Imagine repeatedly lifting 165 times your weight without breaking a sweat — a feat normally reserved for heroes like Spider-Man.

Rutgers University-New Brunswick engineers have discovered a simple, economical way to make a nano-sized device that can match the friendly neighborhood Avenger, on a much smaller scale. Their creation weighs 1.6 milligrams (about as much as five poppy seeds) and can lift 265 milligrams (the weight of about 825 poppy seeds) hundreds of times in a row.

Its strength comes from a process of inserting and removing ions between very thin sheets of molybdenum disulfide (MoS2), an inorganic crystalline mineral compound. It’s a new type of actuator – devices that work like muscles and convert electrical energy to mechanical energy.

The Rutgers discovery — elegantly called an “inverted-series-connected (ISC) biomorph actuation device” — is described in a study published online today in the journal Nature.

“We found that by applying a small amount of voltage, the device can lift something that’s far heavier than itself,” said Manish Chhowalla, professor and associate chair of the Department of Materials Science and Engineering in the School of Engineering. “This is an important finding in the field of electrochemical actuators. The simple restacking of atomically thin sheets of metallic MoS2 leads to actuators that can withstand stresses and strains comparable to or greater than other actuator materials.”
□ □ □ □
**To do**
• 1. In the actuator article, what does the Rutgers device weigh?
• 2. Print everything in the actuator article from "Imagine repeatedly lifting" down to "times in a row.".
The material after this article is unrelated to it.

**Available data**
□ □ □ □
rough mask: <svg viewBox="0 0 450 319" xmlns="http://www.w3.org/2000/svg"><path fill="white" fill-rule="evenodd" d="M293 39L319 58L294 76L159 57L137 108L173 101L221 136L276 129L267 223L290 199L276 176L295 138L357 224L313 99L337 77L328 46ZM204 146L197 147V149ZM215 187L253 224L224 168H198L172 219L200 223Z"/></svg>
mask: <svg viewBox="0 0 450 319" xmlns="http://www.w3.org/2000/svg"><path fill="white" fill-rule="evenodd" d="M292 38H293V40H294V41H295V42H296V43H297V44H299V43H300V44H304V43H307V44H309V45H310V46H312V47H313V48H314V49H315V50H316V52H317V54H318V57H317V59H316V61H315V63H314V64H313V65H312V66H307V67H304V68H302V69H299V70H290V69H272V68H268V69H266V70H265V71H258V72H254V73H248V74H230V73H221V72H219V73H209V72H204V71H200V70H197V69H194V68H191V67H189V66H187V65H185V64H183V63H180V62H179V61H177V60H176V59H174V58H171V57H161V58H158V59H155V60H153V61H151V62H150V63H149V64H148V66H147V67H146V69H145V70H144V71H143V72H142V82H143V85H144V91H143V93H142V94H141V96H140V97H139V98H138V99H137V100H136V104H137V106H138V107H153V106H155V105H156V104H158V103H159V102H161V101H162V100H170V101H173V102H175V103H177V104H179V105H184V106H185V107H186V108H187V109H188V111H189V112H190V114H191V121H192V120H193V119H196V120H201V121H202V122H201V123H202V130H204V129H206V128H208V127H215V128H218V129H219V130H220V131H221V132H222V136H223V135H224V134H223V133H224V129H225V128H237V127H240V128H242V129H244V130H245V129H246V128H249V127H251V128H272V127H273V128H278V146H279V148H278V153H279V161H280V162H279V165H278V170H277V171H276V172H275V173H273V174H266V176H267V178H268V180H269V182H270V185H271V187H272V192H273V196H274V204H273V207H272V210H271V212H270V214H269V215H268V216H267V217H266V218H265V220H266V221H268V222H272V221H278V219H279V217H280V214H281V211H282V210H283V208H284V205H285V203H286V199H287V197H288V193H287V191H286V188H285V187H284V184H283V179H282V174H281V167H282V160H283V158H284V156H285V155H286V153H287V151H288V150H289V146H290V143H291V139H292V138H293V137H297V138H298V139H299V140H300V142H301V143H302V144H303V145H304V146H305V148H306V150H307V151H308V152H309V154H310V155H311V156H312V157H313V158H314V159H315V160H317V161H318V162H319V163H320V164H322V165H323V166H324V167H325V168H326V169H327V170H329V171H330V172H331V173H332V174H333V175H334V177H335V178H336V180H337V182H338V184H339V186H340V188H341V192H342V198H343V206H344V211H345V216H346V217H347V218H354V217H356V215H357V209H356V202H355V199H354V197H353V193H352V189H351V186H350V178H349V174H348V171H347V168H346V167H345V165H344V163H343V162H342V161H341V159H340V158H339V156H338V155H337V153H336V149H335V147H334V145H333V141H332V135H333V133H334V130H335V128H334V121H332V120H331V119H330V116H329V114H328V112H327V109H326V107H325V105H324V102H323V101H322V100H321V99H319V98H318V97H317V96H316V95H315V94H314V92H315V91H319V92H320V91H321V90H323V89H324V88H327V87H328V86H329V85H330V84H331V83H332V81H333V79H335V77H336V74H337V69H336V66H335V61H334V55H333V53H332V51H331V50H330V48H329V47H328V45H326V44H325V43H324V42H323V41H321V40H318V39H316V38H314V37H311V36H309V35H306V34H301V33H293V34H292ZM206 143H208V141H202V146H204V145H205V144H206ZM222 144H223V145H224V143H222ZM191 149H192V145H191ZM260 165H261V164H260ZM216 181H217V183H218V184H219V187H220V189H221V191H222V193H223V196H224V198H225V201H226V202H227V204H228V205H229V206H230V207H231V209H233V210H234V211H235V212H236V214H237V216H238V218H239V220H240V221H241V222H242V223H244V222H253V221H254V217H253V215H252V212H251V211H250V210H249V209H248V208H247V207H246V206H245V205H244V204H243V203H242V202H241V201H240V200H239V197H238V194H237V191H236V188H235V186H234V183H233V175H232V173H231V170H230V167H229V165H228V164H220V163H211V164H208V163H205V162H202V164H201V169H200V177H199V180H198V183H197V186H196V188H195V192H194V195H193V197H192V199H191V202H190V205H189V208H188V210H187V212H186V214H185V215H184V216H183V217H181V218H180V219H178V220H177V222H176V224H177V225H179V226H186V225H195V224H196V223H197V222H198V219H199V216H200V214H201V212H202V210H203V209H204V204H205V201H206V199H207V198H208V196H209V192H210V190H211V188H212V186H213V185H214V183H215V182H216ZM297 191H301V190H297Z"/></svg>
□ □ □ □
**Answers to the exercises**
• 1. It weighs 1.6 milligrams, about as much as five poppy seeds.

• 2.
Imagine repeatedly lifting 165 times your weight without breaking a sweat — a feat normally reserved for heroes like Spider-Man.

Rutgers University-New Brunswick engineers have discovered a simple, economical way to make a nano-sized device that can match the friendly neighborhood Avenger, on a much smaller scale. Their creation weighs 1.6 milligrams (about as much as five poppy seeds) and can lift 265 milligrams (the weight of about 825 poppy seeds) hundreds of times in a row.